*GIVEN DATA:*
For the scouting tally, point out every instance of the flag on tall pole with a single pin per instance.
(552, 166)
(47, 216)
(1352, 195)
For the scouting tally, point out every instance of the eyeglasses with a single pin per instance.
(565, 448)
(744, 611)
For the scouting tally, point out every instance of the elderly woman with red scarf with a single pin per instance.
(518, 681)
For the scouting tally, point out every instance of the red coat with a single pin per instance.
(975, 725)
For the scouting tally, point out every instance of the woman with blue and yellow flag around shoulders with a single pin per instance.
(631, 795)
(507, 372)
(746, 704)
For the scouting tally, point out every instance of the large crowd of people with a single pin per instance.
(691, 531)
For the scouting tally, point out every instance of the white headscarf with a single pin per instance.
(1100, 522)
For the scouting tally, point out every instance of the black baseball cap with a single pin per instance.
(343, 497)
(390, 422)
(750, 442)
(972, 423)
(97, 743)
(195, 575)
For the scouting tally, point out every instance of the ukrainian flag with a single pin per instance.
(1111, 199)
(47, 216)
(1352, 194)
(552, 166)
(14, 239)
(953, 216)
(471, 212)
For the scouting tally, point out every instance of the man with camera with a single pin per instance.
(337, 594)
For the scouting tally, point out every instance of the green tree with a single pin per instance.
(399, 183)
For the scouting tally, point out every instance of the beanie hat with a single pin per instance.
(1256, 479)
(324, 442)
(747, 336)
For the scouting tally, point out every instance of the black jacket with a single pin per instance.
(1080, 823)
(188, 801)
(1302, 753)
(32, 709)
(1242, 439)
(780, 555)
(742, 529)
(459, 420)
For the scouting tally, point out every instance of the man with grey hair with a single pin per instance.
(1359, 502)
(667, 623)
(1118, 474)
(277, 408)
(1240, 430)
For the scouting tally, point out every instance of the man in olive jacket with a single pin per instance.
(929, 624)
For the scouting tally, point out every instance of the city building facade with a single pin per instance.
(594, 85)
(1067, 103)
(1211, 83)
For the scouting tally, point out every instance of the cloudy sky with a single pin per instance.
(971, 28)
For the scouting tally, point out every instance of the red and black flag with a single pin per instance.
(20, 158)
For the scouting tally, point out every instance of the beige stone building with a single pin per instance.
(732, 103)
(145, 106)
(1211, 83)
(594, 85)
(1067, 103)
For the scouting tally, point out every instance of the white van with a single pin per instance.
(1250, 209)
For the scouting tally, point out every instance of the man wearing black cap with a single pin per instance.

*ASSIGNED TASK:* The records above need copying again. Keep each word as it is.

*SOLUTION:*
For the scouting tally, point out every instance of the flag on tall pole with a single pin per instance.
(552, 166)
(47, 216)
(1352, 195)
For the scouting tally, point out every instance of the eyeglasses with a single pin per instance.
(565, 448)
(744, 611)
For the scouting tally, point out every instance of the elderly woman with red scarf with a single pin per instance.
(518, 681)
For the scouting tally, point out every instance of the red coat with a single pin per instance.
(975, 725)
For the scouting tally, point out every instance of the woman with blue and yellow flag around shoulders with a single pin per instance.
(631, 795)
(507, 372)
(746, 704)
For the scouting tally, point out every instance of the large crowd of people with a single pin per instance.
(691, 531)
For the scouting tally, point out every instance of the white headscarf with a single pin per instance.
(1100, 522)
For the scouting tally, point out every instance of the black baseball cap with a single pin per instance.
(343, 497)
(390, 422)
(750, 442)
(972, 423)
(97, 743)
(195, 575)
For the scouting tally, point out every instance of the ukrainian flag with a single pin per instance.
(1111, 199)
(47, 216)
(1352, 194)
(552, 166)
(14, 239)
(953, 216)
(471, 212)
For the scouting tally, point out every instance of the man with camera with a single pin per instance.
(337, 594)
For the scouting tally, point out every instance of the green tree with a single pin per instance.
(399, 183)
For the scouting tally, point out every instance of the beanie hat with a single pin per instance.
(1256, 479)
(324, 442)
(747, 336)
For the scouting tally, point out every instance of the black jacket with a single pin per instance.
(1080, 823)
(188, 801)
(1302, 753)
(32, 709)
(1242, 439)
(780, 555)
(742, 529)
(459, 420)
For the scouting tally, point out every instance of the man with grey hair with a single pin per instance.
(1359, 502)
(667, 623)
(1118, 474)
(277, 408)
(1240, 430)
For the scouting tally, point out every instance of the man in olive jacket with a single pin per instance.
(929, 624)
For the scouting tally, point out every instance of the city building facade with a single pin per instance.
(594, 85)
(1067, 103)
(1211, 83)
For the scouting tally, point out every instance of the cloudy sky with a single pin per instance.
(971, 28)
For the scouting tally, point out every instance of the red and black flag with a single pin per instance.
(20, 158)
For the scouting tally, point out every instance of the beige stone building with a single pin per instance.
(732, 103)
(145, 106)
(1211, 83)
(594, 85)
(1067, 103)
For the scouting tally, point out every instance of the white van with a single pin per instance.
(1250, 209)
For the scouting tally, point out every instance of the man wearing black cap with a single pin per instance.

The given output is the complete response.